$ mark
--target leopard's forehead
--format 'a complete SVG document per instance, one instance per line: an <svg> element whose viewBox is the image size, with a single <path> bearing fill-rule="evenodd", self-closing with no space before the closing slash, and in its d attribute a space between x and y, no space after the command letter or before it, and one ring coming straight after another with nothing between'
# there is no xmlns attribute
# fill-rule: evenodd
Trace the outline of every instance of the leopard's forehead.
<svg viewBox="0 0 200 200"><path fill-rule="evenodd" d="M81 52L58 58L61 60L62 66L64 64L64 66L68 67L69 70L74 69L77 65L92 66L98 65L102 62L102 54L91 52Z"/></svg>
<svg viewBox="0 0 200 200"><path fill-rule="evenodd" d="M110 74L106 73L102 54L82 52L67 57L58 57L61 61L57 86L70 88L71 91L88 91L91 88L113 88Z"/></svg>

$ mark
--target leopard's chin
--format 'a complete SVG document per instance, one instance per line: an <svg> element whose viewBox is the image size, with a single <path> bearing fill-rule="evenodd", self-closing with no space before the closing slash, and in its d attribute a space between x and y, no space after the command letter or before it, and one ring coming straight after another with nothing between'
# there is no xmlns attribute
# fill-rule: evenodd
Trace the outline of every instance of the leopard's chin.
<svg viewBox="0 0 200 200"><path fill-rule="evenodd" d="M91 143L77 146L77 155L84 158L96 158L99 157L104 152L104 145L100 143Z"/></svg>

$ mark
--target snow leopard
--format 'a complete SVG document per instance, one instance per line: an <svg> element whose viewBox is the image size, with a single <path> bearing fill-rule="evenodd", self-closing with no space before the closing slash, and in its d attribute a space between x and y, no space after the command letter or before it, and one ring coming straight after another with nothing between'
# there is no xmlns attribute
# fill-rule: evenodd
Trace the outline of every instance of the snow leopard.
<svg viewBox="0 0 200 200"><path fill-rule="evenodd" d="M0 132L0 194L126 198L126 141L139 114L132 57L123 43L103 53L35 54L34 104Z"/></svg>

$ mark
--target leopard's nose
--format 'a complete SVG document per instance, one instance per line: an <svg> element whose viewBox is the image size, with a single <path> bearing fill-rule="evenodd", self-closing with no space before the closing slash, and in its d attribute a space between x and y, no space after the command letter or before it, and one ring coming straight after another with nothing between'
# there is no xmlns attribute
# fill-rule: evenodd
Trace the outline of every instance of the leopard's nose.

========

**Aim:** Express the stretch of material from its start through the line containing "74L106 73L102 54L82" as a two-column CSV headed instruction and output, with one row per "$ mark" command: the command's text in instruction and its outlines in output. Each goes in one quoted field, with line breaks turned into spaces.

**Exercise response:**
instruction,output
"$ mark --target leopard's forehead --format 'a complete SVG document per instance, one instance per line: an <svg> element whose viewBox is the image size, with a single <path> bearing fill-rule=""evenodd"", self-closing with no space before the closing slash, and in its d attribute a space between x and y, no space after the command letter or before it, and one ring coming straight after another with nothing between' # there is no xmlns attribute # fill-rule: evenodd Trace the outline of every instance of the leopard's forehead.","<svg viewBox=""0 0 200 200""><path fill-rule=""evenodd"" d=""M81 52L58 58L61 60L62 66L64 64L64 66L68 67L69 70L74 69L77 65L92 66L98 65L102 62L102 54L91 52Z""/></svg> <svg viewBox=""0 0 200 200""><path fill-rule=""evenodd"" d=""M110 74L106 73L102 54L82 52L67 57L58 57L61 61L57 86L70 88L71 91L88 91L91 88L113 88Z""/></svg>"